- _Text_:
Dear Purpurea,
I was wondering, today, what profession you're saving for me? The elusive trade, the undefined mastery I have been striving towards, since I am 29 years old and have not chosen a profession yet. What is waiting for me? Where are you leading me?
I would say I am a professional anima-chaser, but that doesn't seem to pay very well.
I know, as a fact - I can feel it in my working limbs and in my heart as I type this - that work is a good thing that I enjoy. Yet I shy away from it so much, preferring to be idle, to wander, to scribble my footprints across the dust randomly, rather than making squares, spirals, fractals.
What is in the design? I'd like to know.
I feel angry at the world for not asking me to do something. I have had great potential - some of it has worn away due to age, but a good portion is still left. I feel ready and waiting - where's my mission, my calling? Of what use am I?
I have given an ephemeral answer: coder. I am coding. I enjoy coding. When I code in the right doses at the right times, I can rattle off hundreds of lines with barely any glitches, and it makes me feel solid and clean in the way that a good run can. At other times, it is brilliantly uncomfortable and challenging; a sinking quagmire that calls a whole lot more into question than anyone would expect from programming. I love this, too.
But that's not the real answer, because it doesn't address the real question of for whom - for whom am I? (I am echoing Hillel here. It suits my beard.)

- _Material shown_:
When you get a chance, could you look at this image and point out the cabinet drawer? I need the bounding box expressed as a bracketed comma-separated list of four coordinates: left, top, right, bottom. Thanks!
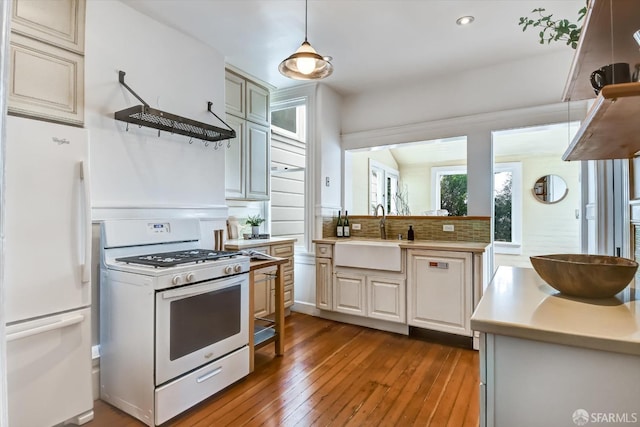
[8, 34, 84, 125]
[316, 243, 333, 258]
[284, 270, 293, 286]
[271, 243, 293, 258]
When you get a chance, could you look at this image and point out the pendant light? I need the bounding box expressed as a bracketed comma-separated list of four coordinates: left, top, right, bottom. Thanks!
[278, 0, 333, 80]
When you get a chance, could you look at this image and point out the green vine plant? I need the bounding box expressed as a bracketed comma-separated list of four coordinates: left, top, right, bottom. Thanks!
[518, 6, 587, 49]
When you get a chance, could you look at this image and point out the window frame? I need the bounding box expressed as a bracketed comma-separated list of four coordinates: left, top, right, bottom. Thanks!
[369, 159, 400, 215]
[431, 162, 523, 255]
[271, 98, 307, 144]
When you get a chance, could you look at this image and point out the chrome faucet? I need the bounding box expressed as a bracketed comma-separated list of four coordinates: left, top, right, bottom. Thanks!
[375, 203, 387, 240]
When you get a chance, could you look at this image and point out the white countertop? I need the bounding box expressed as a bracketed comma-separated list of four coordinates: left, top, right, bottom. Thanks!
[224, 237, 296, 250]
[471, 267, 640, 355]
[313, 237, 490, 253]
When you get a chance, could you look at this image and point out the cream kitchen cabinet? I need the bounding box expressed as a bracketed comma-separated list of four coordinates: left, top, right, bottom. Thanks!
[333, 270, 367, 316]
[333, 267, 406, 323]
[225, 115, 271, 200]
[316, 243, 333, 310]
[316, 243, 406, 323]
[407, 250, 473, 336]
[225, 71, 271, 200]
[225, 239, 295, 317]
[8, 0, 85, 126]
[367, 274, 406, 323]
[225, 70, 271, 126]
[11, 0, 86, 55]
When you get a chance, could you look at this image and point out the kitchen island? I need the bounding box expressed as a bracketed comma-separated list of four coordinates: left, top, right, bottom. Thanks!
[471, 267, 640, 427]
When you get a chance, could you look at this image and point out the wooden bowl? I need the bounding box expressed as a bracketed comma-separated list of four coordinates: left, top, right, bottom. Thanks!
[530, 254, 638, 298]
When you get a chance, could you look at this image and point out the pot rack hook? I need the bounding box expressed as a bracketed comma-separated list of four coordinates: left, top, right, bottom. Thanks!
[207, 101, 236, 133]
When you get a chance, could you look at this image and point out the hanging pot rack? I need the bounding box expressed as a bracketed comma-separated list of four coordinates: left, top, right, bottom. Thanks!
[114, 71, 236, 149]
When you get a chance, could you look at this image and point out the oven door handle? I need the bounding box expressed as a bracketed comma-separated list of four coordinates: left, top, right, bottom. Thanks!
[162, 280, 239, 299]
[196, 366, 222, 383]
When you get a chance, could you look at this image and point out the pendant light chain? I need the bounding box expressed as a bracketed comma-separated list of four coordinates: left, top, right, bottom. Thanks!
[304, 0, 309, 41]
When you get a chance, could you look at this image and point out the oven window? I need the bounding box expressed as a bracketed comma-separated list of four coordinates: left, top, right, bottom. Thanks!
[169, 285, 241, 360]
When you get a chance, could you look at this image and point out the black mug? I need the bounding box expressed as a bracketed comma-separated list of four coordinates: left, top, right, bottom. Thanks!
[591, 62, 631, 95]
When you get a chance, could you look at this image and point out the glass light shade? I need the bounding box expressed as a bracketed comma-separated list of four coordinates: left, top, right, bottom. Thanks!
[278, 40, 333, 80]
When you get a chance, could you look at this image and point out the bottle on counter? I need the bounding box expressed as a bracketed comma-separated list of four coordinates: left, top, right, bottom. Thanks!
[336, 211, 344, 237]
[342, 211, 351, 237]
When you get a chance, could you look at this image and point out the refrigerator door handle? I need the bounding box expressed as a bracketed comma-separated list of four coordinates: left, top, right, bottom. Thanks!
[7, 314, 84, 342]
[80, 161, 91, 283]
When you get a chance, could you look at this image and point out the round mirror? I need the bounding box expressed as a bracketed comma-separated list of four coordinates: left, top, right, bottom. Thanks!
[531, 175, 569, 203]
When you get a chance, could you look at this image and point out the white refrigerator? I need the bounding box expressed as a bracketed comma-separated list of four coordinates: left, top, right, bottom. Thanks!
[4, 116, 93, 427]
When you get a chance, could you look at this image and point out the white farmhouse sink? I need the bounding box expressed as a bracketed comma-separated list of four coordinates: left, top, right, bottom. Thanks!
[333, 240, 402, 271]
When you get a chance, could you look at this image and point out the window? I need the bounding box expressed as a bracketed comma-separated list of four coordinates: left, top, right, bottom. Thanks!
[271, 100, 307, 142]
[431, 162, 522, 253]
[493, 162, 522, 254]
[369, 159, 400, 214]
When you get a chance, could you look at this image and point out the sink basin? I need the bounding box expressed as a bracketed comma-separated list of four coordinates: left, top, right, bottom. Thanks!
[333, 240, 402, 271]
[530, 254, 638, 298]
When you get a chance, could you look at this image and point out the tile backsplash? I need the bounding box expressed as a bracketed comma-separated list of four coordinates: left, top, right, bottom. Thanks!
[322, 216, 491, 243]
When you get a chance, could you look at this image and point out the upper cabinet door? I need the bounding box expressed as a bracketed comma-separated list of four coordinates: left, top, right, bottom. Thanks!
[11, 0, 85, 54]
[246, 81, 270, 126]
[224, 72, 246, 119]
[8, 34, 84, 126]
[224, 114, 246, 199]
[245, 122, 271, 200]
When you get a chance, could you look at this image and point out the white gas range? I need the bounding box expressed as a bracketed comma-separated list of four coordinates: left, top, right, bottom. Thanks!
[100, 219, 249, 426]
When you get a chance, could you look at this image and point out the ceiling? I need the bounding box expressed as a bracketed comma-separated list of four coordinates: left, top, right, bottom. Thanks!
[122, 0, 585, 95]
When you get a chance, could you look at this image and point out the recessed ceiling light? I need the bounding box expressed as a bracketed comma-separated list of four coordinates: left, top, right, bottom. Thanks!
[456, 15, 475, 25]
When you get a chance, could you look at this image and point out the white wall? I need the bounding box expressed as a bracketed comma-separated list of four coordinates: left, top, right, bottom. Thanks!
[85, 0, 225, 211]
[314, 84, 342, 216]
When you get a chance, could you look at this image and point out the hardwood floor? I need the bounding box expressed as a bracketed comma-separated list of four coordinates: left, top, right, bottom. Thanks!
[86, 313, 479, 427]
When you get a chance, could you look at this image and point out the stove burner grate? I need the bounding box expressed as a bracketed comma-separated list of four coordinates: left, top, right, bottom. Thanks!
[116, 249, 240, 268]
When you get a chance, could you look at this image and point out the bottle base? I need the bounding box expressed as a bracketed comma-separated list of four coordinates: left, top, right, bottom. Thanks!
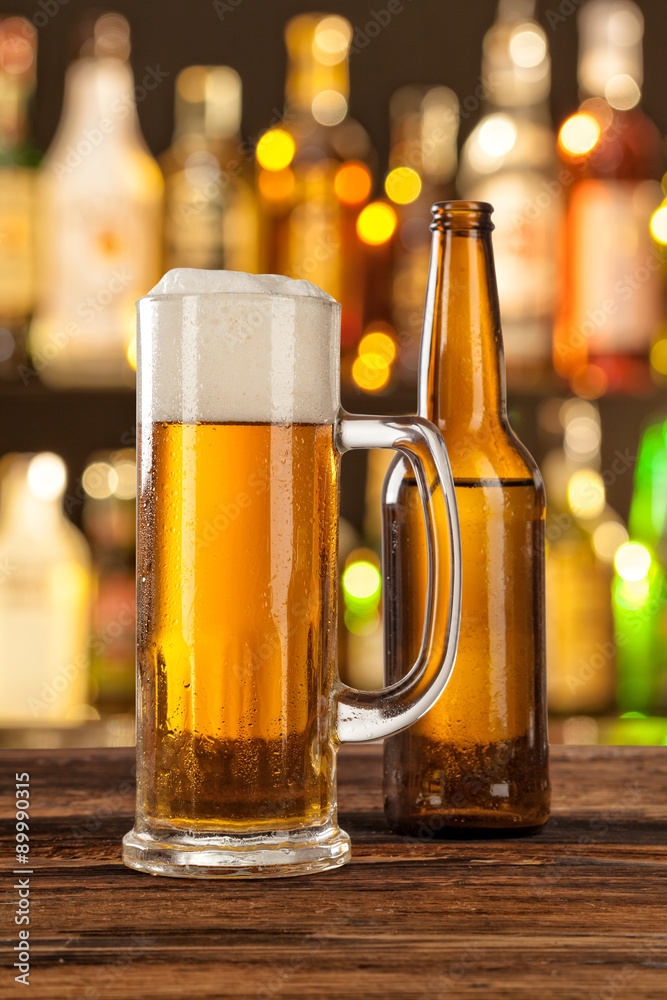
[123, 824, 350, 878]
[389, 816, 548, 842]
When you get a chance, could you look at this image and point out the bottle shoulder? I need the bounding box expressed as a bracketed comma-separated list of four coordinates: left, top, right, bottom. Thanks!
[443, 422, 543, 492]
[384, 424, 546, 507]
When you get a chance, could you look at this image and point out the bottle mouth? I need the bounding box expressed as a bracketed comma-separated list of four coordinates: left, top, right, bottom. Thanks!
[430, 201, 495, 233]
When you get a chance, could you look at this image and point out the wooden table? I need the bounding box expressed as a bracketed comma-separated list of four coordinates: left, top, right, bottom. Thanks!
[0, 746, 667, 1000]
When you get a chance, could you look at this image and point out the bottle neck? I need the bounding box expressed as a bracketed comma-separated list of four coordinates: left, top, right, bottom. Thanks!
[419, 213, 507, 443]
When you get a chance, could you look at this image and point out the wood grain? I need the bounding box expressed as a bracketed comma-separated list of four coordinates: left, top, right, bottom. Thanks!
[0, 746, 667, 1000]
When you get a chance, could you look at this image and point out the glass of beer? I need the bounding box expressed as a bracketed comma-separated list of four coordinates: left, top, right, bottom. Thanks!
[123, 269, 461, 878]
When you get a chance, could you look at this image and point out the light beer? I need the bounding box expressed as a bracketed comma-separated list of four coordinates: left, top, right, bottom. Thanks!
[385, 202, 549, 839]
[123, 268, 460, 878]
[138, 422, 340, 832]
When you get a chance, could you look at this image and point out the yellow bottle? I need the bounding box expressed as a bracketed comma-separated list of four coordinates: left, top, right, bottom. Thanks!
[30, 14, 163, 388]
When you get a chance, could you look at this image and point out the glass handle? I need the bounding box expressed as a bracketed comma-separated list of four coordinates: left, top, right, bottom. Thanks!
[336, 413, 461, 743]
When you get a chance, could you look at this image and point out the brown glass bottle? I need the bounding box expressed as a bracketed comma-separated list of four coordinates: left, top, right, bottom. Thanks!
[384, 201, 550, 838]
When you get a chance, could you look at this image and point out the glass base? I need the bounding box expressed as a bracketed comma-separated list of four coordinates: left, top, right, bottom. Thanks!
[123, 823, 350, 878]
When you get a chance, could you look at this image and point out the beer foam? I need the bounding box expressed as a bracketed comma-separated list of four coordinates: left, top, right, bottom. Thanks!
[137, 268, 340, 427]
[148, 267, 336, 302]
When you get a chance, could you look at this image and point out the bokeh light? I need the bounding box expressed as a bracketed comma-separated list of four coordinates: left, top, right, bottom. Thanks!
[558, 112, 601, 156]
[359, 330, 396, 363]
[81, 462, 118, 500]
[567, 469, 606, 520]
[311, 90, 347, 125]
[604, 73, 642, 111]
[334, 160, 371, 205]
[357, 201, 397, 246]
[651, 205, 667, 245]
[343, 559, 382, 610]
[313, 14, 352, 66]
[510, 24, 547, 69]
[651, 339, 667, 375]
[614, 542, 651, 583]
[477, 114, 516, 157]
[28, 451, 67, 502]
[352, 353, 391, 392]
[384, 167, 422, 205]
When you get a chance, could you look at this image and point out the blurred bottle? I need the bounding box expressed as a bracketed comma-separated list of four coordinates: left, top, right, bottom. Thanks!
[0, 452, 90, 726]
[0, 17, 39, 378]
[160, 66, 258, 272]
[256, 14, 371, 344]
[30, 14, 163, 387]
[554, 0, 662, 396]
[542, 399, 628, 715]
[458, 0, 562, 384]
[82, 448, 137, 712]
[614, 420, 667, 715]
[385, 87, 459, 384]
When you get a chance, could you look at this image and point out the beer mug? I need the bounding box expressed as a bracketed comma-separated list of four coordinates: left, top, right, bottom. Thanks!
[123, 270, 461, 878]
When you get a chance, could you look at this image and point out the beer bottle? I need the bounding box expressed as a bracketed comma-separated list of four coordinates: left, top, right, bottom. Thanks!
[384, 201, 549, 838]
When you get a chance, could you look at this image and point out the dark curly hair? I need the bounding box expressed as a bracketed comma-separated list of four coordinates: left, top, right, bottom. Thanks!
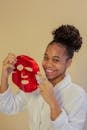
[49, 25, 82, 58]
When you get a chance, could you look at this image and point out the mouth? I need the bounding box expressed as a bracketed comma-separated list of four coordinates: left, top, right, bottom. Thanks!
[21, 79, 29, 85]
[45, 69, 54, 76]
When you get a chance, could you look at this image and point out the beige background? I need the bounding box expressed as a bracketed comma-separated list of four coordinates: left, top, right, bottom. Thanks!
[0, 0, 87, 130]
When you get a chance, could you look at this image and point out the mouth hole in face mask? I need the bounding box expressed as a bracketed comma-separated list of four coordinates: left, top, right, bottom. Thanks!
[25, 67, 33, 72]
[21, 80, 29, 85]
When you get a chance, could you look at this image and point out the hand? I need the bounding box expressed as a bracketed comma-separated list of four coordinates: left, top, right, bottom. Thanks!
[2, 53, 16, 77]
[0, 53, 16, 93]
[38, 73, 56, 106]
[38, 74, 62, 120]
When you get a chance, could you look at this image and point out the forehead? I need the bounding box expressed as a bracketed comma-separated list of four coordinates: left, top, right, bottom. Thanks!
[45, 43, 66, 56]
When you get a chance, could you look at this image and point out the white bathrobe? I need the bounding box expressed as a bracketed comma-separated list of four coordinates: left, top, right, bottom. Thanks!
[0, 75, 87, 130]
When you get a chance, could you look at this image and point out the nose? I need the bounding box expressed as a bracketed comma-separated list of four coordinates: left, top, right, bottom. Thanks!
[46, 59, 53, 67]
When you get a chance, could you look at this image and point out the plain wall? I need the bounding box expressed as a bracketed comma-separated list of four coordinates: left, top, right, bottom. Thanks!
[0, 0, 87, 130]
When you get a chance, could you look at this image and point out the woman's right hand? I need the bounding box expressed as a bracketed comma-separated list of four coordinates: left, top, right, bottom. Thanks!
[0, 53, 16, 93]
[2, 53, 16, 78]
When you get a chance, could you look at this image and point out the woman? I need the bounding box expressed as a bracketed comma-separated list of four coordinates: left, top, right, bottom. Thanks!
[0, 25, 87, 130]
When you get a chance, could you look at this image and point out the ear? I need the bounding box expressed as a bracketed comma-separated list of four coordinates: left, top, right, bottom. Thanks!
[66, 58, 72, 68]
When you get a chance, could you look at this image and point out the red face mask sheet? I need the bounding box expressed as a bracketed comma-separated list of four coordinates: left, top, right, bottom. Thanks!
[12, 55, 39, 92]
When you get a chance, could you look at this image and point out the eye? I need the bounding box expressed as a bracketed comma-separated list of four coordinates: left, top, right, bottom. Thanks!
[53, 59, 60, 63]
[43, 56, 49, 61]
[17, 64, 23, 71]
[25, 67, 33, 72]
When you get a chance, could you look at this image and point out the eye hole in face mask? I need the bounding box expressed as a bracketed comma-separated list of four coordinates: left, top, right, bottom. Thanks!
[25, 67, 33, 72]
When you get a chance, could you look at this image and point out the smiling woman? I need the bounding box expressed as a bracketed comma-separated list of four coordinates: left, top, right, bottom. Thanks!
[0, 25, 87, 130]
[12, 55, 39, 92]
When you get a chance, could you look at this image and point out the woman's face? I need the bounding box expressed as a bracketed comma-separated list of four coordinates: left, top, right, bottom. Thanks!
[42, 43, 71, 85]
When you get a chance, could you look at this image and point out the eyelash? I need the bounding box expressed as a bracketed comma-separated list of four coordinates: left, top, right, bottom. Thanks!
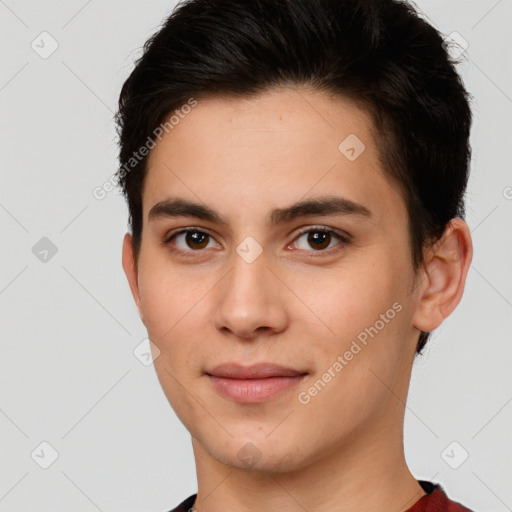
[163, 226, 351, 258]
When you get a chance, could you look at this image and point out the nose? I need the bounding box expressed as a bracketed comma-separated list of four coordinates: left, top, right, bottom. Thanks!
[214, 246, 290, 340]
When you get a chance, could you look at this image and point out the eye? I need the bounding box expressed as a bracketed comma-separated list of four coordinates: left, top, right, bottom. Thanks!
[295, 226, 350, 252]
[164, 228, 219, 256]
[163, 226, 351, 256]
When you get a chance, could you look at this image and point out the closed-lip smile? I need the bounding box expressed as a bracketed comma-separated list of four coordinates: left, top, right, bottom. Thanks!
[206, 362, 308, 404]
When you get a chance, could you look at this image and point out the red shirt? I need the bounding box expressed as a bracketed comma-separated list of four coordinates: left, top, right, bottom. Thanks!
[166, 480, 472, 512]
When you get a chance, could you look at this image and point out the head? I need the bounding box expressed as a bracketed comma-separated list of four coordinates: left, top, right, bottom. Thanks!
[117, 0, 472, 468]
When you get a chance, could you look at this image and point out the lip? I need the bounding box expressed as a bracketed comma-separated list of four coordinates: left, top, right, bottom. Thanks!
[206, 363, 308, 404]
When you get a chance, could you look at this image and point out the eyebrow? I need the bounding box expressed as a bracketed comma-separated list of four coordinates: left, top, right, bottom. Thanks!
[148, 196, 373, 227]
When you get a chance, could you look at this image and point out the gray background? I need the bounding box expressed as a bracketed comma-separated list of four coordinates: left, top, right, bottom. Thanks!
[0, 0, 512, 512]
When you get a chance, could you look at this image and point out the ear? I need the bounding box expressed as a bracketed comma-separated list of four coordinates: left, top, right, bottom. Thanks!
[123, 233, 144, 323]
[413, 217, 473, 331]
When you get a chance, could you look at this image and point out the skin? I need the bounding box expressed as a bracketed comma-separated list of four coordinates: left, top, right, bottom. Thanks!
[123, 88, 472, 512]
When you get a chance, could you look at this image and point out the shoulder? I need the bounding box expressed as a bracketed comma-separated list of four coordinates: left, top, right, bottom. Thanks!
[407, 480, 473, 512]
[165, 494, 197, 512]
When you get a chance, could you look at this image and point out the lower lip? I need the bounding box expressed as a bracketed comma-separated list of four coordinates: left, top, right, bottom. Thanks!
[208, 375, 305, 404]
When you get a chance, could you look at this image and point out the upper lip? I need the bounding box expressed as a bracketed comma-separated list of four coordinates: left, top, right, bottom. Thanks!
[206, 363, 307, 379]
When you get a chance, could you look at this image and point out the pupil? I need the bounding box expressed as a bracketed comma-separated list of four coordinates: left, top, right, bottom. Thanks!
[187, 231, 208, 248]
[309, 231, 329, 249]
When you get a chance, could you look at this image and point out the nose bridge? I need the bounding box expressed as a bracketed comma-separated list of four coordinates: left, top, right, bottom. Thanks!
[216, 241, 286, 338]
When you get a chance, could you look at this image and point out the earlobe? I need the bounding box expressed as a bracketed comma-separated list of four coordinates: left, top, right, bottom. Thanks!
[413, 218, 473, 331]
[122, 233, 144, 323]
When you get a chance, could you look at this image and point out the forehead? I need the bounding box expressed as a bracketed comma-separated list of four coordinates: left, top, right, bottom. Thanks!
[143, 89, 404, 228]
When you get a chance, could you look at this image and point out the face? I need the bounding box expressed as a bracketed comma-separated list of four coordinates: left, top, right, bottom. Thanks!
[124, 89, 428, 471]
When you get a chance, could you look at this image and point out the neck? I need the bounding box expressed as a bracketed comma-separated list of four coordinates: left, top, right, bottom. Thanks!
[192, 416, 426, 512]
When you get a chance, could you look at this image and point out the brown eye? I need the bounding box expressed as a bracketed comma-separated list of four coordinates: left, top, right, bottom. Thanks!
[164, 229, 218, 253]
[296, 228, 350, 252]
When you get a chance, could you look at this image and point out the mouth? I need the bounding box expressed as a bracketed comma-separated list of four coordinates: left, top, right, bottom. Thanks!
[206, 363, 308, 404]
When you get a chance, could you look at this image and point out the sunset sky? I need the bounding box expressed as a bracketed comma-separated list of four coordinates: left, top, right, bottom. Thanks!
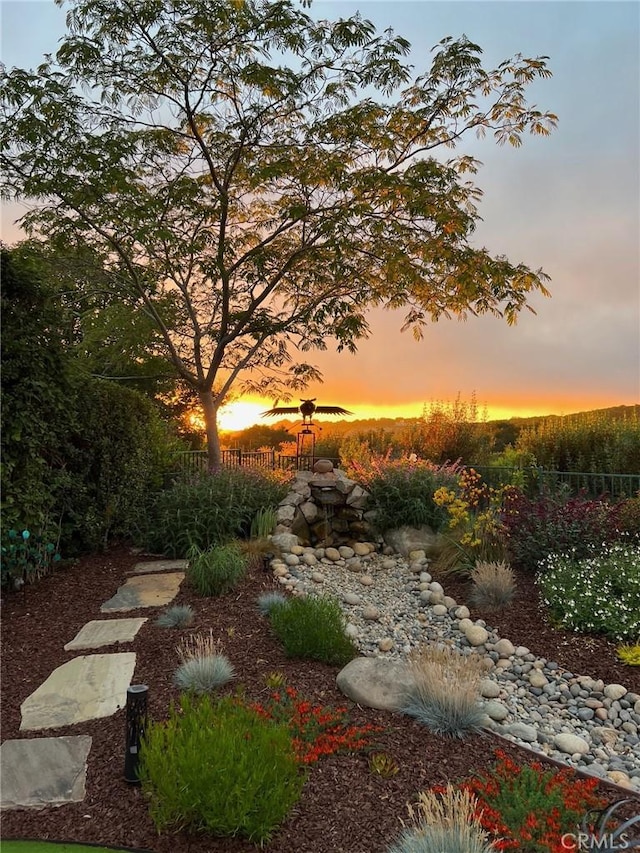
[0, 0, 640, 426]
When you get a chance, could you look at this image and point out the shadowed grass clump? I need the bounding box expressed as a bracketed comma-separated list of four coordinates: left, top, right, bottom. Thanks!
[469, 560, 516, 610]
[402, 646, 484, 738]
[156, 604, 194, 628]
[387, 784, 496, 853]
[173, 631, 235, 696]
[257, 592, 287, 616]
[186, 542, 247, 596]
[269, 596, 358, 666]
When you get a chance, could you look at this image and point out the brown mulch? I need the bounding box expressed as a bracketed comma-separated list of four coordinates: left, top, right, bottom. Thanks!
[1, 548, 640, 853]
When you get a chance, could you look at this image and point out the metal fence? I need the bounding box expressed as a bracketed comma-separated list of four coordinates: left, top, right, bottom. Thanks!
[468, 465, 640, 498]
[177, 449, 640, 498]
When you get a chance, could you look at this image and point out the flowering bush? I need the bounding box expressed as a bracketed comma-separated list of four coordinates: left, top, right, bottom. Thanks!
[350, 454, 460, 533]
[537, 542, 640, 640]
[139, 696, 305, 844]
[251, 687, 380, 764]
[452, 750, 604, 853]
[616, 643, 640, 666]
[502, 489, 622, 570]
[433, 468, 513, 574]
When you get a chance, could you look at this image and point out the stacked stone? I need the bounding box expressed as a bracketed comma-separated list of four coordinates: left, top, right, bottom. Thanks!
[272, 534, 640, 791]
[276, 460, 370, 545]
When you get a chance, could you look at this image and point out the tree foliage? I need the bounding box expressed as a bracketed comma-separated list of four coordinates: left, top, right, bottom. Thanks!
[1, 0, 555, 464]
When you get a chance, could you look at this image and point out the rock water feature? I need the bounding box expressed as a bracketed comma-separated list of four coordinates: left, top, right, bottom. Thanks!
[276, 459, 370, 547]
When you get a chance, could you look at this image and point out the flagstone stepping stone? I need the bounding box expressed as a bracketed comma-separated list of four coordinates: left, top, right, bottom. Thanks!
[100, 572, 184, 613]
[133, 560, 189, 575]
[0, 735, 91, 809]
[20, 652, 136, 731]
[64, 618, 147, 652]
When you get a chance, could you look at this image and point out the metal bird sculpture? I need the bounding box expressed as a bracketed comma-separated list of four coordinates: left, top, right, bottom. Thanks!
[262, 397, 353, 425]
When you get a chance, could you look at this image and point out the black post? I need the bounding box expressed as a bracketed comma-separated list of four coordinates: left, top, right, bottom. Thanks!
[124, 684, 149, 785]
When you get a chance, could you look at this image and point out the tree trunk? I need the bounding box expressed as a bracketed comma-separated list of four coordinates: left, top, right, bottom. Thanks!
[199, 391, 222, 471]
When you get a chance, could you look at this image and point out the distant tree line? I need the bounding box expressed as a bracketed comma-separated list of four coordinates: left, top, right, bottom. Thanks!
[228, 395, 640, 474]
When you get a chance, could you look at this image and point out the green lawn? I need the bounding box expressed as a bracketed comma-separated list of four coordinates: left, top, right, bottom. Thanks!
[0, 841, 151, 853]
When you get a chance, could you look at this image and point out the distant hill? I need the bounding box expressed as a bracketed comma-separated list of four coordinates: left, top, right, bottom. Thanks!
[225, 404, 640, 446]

- _What to do_:
Write the next part of the letter to Purpurea about finding a profession, picking up after its last sentence.

- _Task result_:
If I sit quietly and wonder - what tasks are asked of me? I get the following answers: my dad would like me to earn more money. My class asks me to do such and such homework. My living community asks me to take care of the property; to plan a garden. The pair of non-profits have their tasks lined up for me.
These are good tasks. I even feel that I could do a lot more, and I plan on it. It was helpful for me to think about them. I've got some great ideas to put into practice that will be helpful for everyone and earn me a little self-confidence.
The glaring omission, of course, is the question I can't answer. A part of me does not even believe I can answer it - could ever hope to answer it. I doubt that me, myself - the I - is something that I can actually appreciate and cherish and take care of.
What do I want?
I've been on a bit of a Blake kick. I get angry - even wanting to throw the book down - because Blake talks about the sacred law that exists in the form of every man's desire - BUT WHAT DO I DESIRE, WILL? How do I get to know that? What does that mean?
Maybe I've been at school and have coded a little bit; my mind settles down; the answer comes to me in the form of a few truths:
1. my desire is present and available for me to know
2. I spend a lot (a lot, a lot, a lot) of time rationalizing it away and/or convincing myself there are more important things to attend to than what I desire,
3. Which leads me into a falsehood: that I do not know what I desire.
3. I would be happier if I followed my desires more closely. It will be a good teacher. The best teacher.
This has been a heady letter to you, Purpurea, but I can feel the Tyger burning bright, somewhere down in there. Let's both watch it paw its way into something brighter, bigger, louder.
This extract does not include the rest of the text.